What to do:
Reproduce the entries word for word, beginning at the line that contains "Where can you see the tree canopy" and ending after the line that contains "column 180, row 186". Omit the pictures.

Data extract:
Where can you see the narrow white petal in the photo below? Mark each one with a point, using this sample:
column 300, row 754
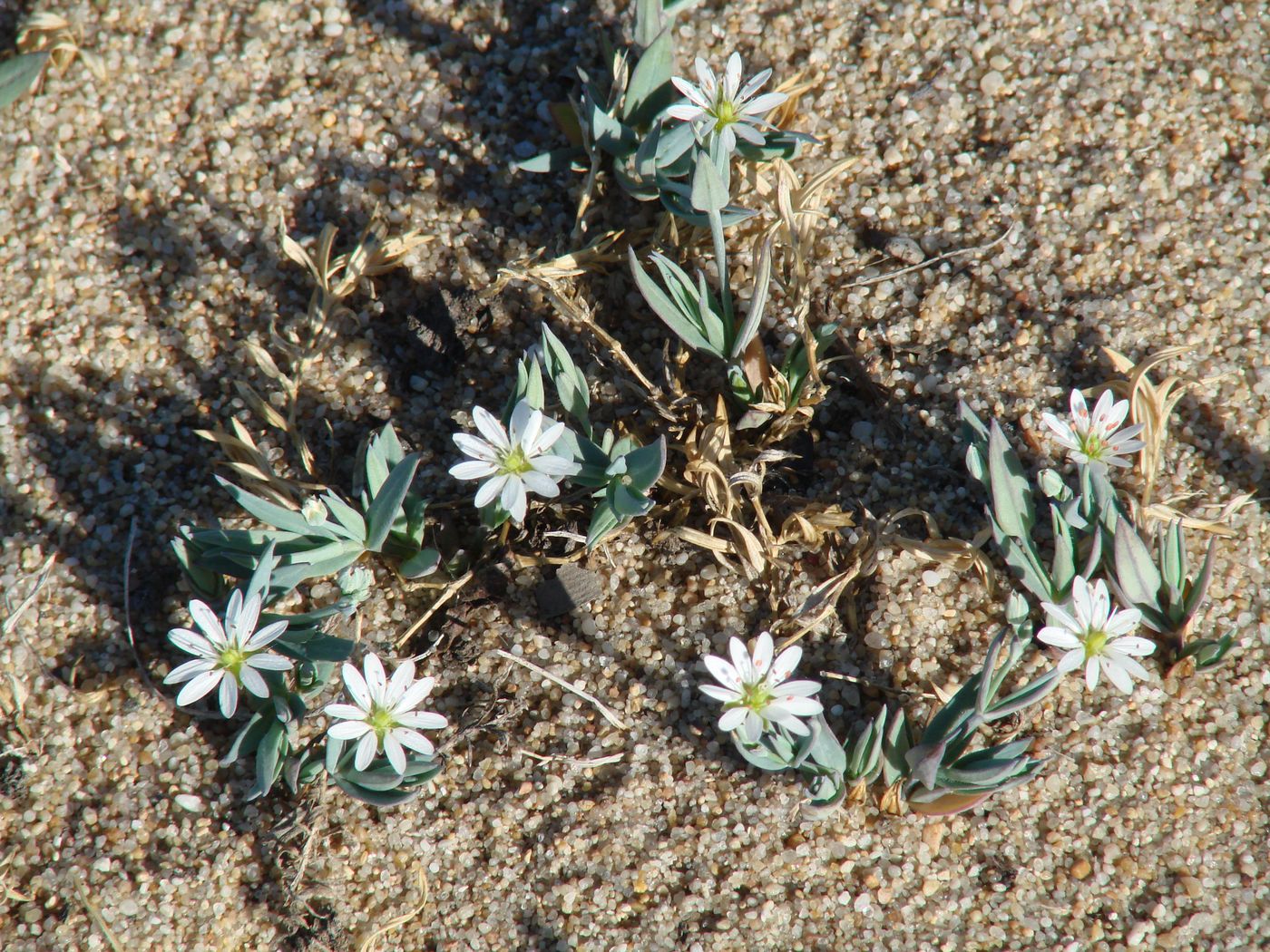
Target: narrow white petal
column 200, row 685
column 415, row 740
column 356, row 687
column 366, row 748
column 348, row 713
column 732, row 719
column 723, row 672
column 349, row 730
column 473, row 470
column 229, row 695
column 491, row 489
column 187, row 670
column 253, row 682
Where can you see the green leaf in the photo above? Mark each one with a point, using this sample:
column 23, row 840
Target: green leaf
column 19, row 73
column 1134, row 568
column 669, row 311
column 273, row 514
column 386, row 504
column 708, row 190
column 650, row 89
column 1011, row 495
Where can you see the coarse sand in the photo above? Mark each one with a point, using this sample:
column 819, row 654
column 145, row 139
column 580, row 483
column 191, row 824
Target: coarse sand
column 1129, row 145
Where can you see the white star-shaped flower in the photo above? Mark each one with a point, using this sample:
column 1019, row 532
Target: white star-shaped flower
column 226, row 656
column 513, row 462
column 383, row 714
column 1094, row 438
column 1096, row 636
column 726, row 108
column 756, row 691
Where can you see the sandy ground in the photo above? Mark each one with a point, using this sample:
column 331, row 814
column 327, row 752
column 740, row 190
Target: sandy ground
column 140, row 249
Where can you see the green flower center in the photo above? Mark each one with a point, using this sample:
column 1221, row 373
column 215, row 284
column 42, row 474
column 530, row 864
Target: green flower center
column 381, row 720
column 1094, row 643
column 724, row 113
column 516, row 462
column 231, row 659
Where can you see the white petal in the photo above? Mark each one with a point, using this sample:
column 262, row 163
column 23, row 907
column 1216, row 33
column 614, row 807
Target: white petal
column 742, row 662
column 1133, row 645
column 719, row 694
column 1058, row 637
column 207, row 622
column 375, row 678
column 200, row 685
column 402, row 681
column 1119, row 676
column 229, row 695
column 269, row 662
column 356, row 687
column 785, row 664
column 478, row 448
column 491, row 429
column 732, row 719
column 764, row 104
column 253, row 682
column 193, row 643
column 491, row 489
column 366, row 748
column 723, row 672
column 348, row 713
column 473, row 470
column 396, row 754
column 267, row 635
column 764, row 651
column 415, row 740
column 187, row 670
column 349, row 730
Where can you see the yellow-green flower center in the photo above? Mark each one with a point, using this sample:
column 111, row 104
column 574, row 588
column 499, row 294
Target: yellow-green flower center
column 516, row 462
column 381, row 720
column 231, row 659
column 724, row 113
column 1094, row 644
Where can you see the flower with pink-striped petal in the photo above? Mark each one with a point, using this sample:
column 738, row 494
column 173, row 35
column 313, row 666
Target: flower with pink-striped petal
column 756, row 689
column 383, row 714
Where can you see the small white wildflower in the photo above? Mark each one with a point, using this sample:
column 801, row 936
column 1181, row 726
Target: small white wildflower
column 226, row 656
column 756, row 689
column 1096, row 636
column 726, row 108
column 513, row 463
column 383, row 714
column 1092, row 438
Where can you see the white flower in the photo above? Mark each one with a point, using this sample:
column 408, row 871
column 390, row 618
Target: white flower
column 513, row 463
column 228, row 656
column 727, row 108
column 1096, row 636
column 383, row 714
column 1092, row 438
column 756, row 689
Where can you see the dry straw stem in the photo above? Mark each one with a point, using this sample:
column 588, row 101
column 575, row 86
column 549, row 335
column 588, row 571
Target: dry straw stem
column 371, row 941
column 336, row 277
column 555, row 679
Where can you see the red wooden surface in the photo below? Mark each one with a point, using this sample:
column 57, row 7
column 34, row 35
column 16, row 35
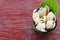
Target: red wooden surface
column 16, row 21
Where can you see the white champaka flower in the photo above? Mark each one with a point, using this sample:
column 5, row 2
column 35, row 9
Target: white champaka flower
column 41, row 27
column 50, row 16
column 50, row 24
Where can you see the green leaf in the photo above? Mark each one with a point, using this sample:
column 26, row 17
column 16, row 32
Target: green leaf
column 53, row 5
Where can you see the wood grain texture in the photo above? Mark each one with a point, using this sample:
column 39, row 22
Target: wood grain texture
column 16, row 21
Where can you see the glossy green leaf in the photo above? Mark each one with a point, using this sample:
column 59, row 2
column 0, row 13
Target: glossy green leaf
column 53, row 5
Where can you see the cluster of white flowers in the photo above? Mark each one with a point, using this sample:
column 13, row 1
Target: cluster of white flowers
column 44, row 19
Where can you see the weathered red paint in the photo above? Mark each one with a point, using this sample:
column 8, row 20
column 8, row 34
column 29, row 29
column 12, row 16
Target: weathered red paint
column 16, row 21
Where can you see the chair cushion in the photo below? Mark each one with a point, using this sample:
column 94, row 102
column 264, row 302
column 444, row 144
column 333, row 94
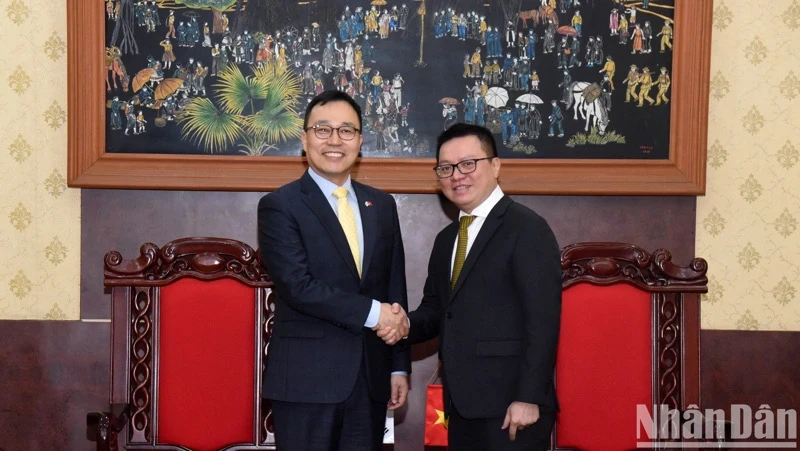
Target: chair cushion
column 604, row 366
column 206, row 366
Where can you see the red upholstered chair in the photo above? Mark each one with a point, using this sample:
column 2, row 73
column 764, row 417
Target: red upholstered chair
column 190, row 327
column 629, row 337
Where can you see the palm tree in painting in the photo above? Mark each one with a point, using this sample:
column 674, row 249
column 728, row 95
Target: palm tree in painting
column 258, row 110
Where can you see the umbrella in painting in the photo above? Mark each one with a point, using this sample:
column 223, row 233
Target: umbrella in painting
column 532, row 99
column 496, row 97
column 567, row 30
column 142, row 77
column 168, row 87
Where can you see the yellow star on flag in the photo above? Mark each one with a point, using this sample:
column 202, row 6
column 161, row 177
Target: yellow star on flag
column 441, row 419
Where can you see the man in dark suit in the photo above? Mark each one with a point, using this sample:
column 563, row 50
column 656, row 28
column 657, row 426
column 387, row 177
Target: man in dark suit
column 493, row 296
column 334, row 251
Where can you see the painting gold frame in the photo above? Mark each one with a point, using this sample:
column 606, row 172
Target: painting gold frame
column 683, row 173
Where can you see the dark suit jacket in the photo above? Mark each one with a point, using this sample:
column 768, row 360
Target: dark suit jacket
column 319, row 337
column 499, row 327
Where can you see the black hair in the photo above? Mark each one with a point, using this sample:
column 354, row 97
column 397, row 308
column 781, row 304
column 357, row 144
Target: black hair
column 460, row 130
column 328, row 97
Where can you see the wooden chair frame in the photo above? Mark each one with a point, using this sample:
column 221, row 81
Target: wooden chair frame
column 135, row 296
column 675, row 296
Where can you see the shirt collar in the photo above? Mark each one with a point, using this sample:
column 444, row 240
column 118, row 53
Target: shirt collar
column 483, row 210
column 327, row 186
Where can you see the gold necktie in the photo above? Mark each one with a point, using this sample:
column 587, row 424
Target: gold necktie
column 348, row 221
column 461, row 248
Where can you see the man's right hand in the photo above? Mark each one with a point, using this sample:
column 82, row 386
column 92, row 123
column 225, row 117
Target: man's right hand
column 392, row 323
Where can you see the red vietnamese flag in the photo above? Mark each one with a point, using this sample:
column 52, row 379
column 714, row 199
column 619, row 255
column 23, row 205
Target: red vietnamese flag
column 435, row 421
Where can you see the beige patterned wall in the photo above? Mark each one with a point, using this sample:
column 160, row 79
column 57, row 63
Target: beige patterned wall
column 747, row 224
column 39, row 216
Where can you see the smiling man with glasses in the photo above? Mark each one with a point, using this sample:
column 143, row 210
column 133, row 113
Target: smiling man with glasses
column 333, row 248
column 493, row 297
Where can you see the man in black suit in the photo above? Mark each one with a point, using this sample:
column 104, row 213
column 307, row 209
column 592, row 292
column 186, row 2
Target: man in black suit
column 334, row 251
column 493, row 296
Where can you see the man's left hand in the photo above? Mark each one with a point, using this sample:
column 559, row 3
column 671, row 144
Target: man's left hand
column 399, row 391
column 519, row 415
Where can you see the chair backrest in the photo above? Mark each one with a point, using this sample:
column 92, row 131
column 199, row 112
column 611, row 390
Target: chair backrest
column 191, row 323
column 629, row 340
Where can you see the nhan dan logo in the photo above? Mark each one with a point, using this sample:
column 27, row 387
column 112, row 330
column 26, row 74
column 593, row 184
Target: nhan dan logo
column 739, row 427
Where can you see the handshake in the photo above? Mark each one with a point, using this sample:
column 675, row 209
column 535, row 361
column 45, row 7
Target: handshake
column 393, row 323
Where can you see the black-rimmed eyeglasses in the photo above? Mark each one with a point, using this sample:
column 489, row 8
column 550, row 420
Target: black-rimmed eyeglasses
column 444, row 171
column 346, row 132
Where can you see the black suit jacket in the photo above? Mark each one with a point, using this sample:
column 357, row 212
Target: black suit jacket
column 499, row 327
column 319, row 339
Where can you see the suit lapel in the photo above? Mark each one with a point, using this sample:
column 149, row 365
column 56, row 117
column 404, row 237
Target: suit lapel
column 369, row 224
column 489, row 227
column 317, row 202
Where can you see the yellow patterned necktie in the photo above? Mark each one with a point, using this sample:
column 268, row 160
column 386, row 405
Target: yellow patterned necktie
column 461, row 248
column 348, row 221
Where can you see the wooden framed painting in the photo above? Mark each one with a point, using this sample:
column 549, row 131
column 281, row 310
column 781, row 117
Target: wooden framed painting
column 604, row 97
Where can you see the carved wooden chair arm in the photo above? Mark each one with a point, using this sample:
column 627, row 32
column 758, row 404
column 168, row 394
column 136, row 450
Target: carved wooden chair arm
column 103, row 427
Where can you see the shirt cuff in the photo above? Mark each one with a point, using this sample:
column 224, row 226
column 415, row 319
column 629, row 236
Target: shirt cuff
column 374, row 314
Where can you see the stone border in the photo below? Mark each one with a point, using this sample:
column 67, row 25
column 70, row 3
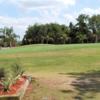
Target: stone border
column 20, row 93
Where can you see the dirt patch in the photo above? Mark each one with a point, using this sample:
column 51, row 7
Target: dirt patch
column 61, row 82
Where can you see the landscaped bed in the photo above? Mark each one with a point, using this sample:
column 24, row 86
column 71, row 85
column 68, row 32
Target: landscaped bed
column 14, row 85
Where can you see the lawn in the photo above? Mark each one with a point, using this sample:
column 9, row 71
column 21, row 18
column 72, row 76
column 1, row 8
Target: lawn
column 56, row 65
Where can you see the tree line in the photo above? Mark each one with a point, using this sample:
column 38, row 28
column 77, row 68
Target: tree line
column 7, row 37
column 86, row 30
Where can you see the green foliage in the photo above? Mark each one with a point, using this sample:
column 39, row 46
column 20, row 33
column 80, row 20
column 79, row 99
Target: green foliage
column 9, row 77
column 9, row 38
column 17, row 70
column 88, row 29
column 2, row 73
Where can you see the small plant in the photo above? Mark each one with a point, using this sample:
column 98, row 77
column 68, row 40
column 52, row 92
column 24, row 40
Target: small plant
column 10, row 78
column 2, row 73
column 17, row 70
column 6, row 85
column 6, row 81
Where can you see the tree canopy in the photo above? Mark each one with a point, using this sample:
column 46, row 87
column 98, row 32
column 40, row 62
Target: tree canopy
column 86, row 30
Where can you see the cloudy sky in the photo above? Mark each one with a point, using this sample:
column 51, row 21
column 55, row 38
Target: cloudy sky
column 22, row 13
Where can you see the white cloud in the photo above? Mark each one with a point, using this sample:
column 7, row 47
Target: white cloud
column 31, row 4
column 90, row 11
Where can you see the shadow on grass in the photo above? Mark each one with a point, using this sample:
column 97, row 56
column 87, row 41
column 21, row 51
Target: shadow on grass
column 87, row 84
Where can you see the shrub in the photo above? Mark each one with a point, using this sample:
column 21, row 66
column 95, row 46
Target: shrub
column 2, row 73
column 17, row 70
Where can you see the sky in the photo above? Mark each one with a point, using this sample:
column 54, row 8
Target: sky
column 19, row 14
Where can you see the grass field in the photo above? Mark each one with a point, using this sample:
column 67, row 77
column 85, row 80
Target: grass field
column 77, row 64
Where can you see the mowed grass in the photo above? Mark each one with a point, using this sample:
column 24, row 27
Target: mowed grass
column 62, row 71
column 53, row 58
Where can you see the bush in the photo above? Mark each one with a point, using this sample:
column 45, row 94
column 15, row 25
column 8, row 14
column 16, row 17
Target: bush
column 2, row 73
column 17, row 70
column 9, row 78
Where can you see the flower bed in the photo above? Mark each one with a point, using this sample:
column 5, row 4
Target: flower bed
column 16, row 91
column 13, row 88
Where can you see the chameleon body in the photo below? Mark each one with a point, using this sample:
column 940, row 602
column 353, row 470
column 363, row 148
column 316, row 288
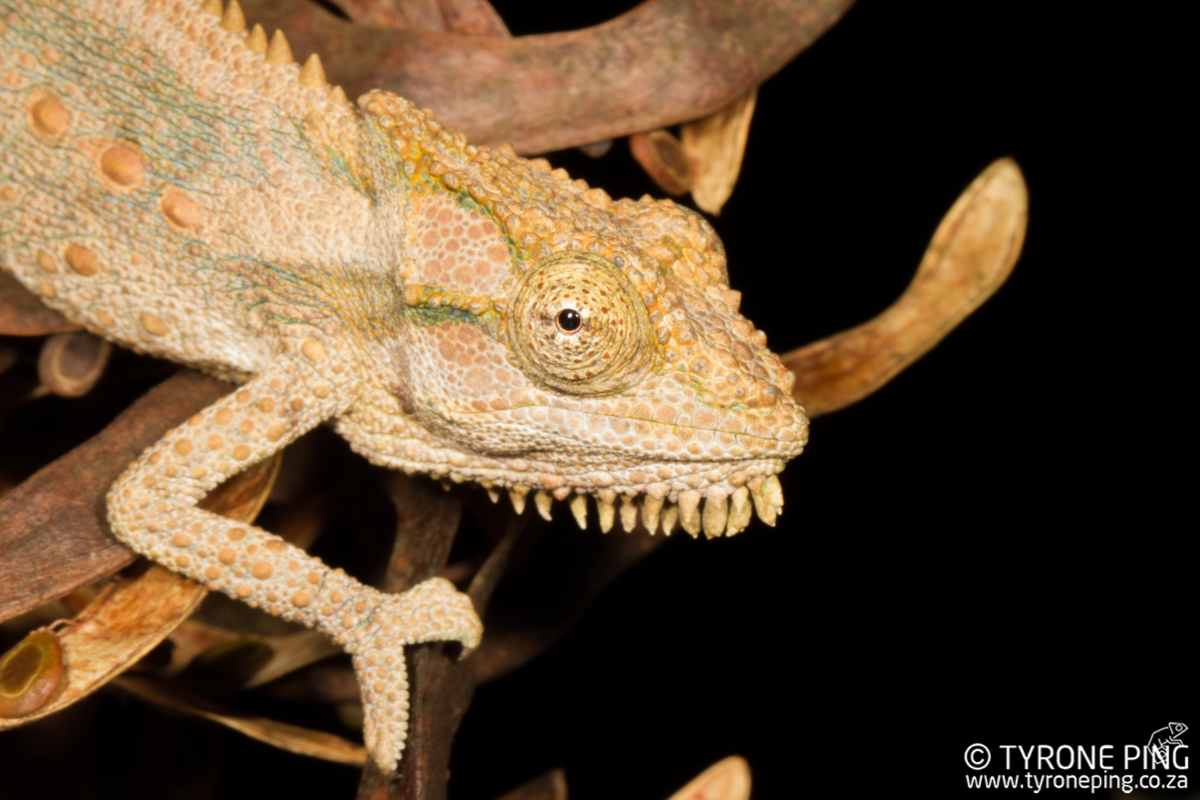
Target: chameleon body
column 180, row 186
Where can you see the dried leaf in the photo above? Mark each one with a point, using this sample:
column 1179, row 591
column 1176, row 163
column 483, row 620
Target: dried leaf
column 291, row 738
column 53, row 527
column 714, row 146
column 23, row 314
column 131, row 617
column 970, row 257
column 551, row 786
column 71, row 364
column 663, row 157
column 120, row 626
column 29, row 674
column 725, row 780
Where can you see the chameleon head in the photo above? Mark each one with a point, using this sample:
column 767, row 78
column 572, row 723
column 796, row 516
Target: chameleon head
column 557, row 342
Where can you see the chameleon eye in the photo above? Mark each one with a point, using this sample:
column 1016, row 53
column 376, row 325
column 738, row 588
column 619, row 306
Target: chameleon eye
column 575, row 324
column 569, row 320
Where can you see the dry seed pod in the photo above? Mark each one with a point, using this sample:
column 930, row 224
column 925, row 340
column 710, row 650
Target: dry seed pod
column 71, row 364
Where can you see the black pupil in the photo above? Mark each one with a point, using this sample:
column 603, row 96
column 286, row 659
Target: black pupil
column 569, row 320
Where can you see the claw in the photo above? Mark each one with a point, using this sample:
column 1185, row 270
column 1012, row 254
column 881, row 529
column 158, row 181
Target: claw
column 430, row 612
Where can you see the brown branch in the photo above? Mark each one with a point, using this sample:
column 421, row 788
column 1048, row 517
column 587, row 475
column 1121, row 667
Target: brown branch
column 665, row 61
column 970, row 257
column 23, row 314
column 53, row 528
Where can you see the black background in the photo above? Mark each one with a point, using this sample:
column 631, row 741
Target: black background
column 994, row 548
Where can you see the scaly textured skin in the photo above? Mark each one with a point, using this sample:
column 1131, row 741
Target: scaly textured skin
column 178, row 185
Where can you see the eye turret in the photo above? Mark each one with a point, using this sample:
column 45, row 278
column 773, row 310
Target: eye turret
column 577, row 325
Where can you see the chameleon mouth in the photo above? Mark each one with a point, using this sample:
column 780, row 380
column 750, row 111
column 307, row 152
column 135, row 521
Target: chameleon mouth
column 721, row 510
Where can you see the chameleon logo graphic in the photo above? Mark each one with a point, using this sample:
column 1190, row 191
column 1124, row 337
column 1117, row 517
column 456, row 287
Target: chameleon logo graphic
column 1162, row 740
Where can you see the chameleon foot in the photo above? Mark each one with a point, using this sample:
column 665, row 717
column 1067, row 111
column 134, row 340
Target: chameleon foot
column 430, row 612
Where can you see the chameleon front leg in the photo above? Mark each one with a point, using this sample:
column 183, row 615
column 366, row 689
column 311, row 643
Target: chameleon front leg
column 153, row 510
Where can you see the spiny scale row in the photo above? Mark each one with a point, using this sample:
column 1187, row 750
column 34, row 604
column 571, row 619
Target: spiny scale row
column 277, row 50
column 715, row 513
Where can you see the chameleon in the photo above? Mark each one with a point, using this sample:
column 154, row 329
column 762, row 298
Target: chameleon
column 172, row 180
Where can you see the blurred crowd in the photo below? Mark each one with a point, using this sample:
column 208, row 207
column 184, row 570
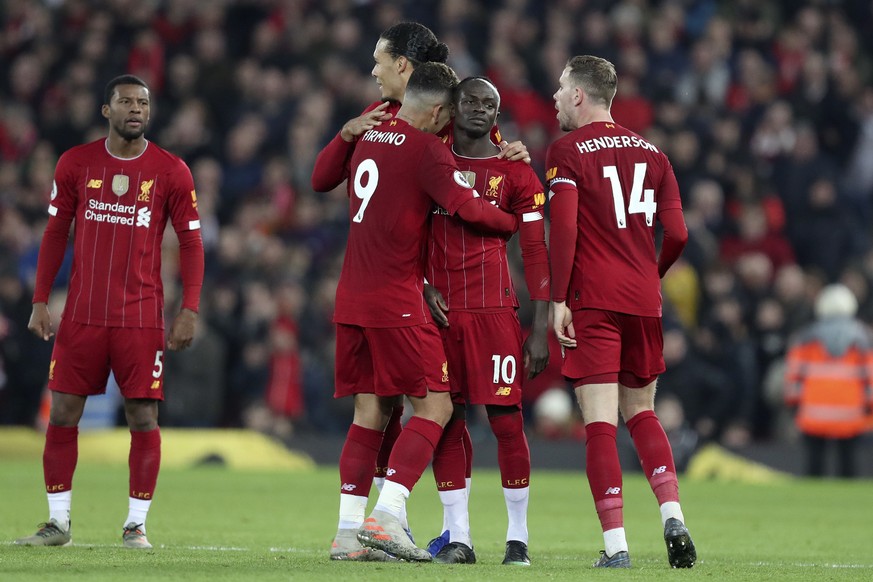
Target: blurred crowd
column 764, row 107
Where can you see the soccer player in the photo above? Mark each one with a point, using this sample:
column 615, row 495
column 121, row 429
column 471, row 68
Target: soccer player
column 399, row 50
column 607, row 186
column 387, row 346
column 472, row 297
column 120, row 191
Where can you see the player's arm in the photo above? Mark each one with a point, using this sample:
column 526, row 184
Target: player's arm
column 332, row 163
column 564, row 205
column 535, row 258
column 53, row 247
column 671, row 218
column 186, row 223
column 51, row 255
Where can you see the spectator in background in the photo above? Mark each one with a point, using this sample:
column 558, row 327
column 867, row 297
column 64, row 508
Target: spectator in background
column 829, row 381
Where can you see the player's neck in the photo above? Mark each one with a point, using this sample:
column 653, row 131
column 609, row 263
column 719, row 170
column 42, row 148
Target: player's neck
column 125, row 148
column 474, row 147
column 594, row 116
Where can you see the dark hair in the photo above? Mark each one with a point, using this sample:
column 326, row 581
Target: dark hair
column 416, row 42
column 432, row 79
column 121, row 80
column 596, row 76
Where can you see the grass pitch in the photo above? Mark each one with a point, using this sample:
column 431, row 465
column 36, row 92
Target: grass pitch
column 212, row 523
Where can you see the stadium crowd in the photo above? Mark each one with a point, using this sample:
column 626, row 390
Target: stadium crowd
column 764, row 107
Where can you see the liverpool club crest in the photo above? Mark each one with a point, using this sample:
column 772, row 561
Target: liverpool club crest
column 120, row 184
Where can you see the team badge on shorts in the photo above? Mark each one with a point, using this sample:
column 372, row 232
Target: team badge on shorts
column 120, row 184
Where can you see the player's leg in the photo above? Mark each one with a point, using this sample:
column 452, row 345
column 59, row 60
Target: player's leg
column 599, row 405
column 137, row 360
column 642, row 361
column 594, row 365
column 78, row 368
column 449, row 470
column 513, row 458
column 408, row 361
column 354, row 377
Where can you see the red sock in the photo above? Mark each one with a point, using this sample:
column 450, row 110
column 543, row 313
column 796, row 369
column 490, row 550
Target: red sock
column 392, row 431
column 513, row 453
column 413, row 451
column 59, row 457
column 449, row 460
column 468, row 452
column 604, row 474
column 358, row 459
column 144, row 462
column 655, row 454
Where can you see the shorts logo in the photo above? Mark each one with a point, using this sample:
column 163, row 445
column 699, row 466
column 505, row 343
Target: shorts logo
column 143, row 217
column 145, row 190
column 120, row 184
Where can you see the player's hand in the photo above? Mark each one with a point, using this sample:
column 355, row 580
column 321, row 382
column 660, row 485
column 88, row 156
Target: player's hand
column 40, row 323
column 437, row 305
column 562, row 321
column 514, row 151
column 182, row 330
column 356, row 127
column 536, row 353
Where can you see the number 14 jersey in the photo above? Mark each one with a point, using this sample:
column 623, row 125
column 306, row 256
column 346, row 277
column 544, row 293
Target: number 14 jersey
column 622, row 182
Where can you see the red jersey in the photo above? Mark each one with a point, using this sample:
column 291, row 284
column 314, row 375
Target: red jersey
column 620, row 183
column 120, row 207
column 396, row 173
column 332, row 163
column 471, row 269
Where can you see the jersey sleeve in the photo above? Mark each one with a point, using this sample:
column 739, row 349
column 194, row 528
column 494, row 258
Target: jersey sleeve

Worked answer:
Where can you see the tree canopy in the photo above? Mark each one with a point, using this sample:
column 46, row 87
column 98, row 32
column 40, row 62
Target: tree canopy
column 86, row 30
Where can you see the cloudy sky in the photo above? Mark each one with a point, using this sample:
column 51, row 21
column 55, row 38
Target: cloudy sky
column 22, row 13
Where can you see the white cloud in the photo above? Mark each one with a point, using this sample:
column 7, row 47
Target: white cloud
column 31, row 4
column 90, row 11
Where can you see the shadow on grass in the photo above? Mark each one with a point, using this sample:
column 97, row 56
column 87, row 41
column 21, row 51
Target: shadow on grass
column 87, row 84
Where can you see the shrub in the photo above? Mark each one with a point, using this sample:
column 21, row 66
column 95, row 46
Target: shrub
column 2, row 73
column 17, row 70
Where can you see the sky in the photo above? Mark each one with a point, using this sample:
column 54, row 8
Target: sky
column 19, row 14
Where can you see the grass field in the photo above? Mark each one with a point, using this sample:
column 67, row 77
column 85, row 80
Target: grass field
column 77, row 64
Where can you see the mowed grass in the photo above? Mark each one with a point, using this sample:
column 24, row 27
Target: mowed grass
column 62, row 71
column 53, row 58
Where can you see the bush in the photo above? Mark each one with a point, using this sample:
column 45, row 94
column 15, row 25
column 8, row 14
column 16, row 17
Target: bush
column 2, row 73
column 17, row 70
column 9, row 78
Where can you see the flower bed in the photo above? Mark each one with a point, using this sample:
column 5, row 4
Target: flower bed
column 16, row 91
column 13, row 88
Where can you see the chameleon body in the photo below? Mark each one with a point, using this sample:
column 940, row 602
column 353, row 470
column 363, row 148
column 316, row 288
Target: chameleon body
column 180, row 186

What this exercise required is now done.